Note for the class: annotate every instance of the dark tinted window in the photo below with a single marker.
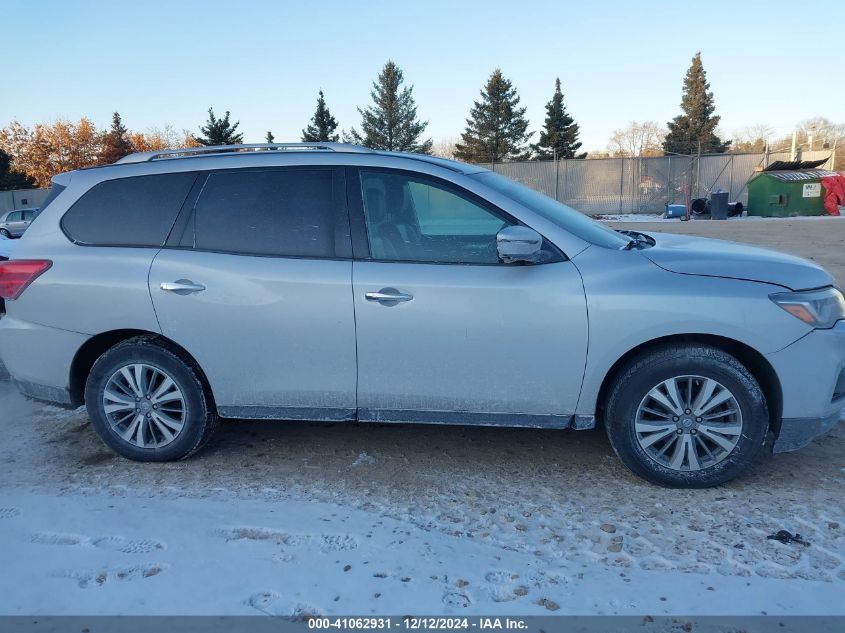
(137, 211)
(280, 212)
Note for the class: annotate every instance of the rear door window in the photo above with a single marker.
(135, 211)
(275, 212)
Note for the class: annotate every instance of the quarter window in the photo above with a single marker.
(411, 218)
(275, 212)
(135, 211)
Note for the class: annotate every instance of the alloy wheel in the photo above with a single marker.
(688, 423)
(144, 405)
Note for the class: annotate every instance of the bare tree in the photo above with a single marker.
(638, 139)
(752, 138)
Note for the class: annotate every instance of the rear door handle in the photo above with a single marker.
(388, 296)
(182, 286)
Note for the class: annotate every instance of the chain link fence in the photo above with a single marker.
(646, 184)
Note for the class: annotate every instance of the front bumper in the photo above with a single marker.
(811, 377)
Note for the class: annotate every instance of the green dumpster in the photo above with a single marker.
(787, 192)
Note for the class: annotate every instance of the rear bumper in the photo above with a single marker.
(39, 358)
(811, 373)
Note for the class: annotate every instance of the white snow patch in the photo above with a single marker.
(364, 459)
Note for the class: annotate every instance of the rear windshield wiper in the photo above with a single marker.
(638, 240)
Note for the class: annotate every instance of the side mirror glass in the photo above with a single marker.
(519, 244)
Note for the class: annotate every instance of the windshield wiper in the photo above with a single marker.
(638, 240)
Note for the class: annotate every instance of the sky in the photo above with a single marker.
(160, 63)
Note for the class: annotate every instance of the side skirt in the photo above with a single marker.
(409, 416)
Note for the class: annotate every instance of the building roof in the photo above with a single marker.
(797, 175)
(790, 165)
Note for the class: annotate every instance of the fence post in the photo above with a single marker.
(557, 171)
(565, 178)
(731, 185)
(669, 183)
(621, 182)
(698, 172)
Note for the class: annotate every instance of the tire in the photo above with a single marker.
(156, 436)
(640, 427)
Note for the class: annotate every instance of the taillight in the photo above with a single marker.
(17, 274)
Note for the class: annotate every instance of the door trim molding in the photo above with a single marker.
(470, 418)
(313, 414)
(409, 416)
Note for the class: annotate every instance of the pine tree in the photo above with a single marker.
(694, 130)
(559, 136)
(391, 122)
(497, 127)
(116, 143)
(323, 124)
(10, 179)
(219, 131)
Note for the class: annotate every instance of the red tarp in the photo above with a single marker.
(835, 196)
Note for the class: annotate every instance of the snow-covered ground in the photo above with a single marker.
(654, 217)
(283, 518)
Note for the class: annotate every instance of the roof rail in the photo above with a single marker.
(205, 150)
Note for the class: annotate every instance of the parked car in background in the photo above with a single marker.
(332, 282)
(14, 223)
(6, 247)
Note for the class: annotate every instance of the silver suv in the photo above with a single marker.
(332, 282)
(14, 223)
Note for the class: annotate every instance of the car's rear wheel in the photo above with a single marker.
(687, 416)
(147, 403)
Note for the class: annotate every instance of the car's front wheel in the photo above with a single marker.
(687, 416)
(147, 403)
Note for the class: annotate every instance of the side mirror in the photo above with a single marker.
(519, 244)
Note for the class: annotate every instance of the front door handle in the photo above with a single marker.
(182, 286)
(388, 296)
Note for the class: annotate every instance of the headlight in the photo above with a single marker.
(820, 308)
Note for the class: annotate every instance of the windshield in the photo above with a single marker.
(565, 217)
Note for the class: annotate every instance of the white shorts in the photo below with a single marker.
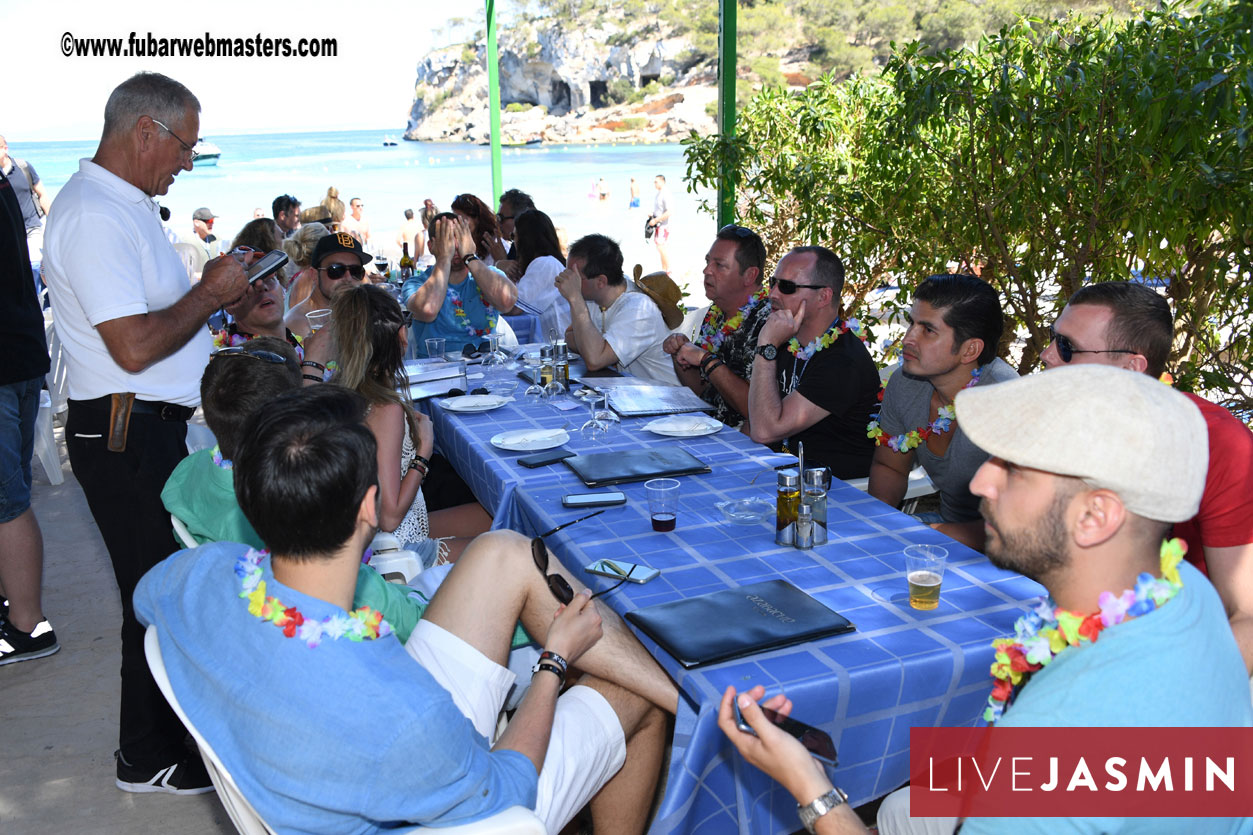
(585, 749)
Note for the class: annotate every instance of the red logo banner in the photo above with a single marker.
(1081, 771)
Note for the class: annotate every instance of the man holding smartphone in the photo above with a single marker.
(135, 344)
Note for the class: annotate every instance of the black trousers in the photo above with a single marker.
(123, 490)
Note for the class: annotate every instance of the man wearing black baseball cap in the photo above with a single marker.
(341, 262)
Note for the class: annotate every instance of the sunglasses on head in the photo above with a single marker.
(1066, 349)
(337, 271)
(242, 350)
(787, 287)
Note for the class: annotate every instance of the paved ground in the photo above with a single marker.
(59, 715)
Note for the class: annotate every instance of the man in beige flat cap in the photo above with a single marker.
(1088, 469)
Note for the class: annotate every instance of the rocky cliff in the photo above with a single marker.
(595, 84)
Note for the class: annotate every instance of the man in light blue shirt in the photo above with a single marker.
(327, 730)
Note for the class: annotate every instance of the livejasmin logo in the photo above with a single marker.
(1081, 772)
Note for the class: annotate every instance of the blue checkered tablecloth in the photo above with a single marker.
(900, 668)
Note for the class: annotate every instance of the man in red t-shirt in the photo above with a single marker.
(1130, 326)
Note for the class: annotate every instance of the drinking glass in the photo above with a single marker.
(317, 319)
(924, 571)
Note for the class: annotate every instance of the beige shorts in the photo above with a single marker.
(585, 749)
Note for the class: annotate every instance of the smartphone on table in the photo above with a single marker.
(603, 499)
(815, 740)
(619, 569)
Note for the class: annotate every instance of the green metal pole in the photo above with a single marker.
(494, 103)
(727, 104)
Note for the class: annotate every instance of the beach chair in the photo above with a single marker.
(514, 820)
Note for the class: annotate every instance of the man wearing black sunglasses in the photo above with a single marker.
(306, 479)
(813, 380)
(718, 362)
(1129, 326)
(340, 261)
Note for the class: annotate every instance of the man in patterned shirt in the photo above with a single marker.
(719, 362)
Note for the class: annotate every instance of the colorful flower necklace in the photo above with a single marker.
(462, 319)
(837, 329)
(713, 335)
(224, 463)
(945, 415)
(358, 624)
(1046, 631)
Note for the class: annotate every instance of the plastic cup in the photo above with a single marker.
(317, 319)
(663, 503)
(924, 572)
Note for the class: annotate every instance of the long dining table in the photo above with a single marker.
(900, 668)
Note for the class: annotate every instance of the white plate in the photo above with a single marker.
(530, 440)
(684, 425)
(474, 403)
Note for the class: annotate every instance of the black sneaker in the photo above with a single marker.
(16, 645)
(184, 777)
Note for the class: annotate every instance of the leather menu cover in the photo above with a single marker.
(599, 469)
(737, 622)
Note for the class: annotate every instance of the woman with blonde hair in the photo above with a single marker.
(369, 327)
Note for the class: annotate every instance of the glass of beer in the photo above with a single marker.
(924, 569)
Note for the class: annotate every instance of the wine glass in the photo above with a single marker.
(495, 357)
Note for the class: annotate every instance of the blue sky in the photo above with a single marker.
(369, 84)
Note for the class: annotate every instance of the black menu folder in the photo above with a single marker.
(737, 622)
(599, 469)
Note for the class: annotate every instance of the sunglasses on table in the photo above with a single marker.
(787, 286)
(337, 271)
(1066, 349)
(242, 350)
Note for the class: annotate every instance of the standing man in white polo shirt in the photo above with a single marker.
(135, 345)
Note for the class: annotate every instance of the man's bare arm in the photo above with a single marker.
(137, 341)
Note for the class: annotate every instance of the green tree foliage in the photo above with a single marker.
(1050, 154)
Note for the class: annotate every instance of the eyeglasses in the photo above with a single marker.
(242, 350)
(189, 149)
(787, 287)
(337, 271)
(558, 584)
(1066, 349)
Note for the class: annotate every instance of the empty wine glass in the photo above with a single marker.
(597, 426)
(494, 357)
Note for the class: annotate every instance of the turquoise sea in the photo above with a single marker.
(254, 168)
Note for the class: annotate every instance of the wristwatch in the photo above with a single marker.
(816, 809)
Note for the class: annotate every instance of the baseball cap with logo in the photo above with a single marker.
(1113, 428)
(338, 242)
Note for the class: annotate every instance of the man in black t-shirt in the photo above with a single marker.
(813, 380)
(24, 632)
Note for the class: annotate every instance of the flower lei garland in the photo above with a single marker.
(358, 624)
(229, 337)
(462, 319)
(837, 329)
(1043, 633)
(224, 463)
(712, 334)
(945, 415)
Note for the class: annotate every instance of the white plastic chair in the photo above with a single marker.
(182, 532)
(514, 820)
(919, 485)
(45, 441)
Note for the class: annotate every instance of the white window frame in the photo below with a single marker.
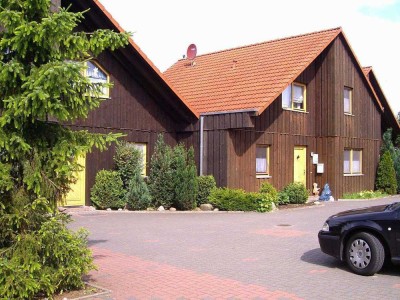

=== EXERCISE GOAL ===
Where the line containing "Note for the class: annotate every instance of the white plastic" appears in the entries above, start there and set down every line exactly through the last one, inclusive; omit pictures.

=== OUTPUT FOR THIS EXERCISE ===
Note for the class: annotate every instance of the white plastic chair in the photo above with a single marker.
(182, 532)
(514, 820)
(919, 485)
(45, 441)
Note for the class: annotate every instance of the white window frame in the photo below with a single marker.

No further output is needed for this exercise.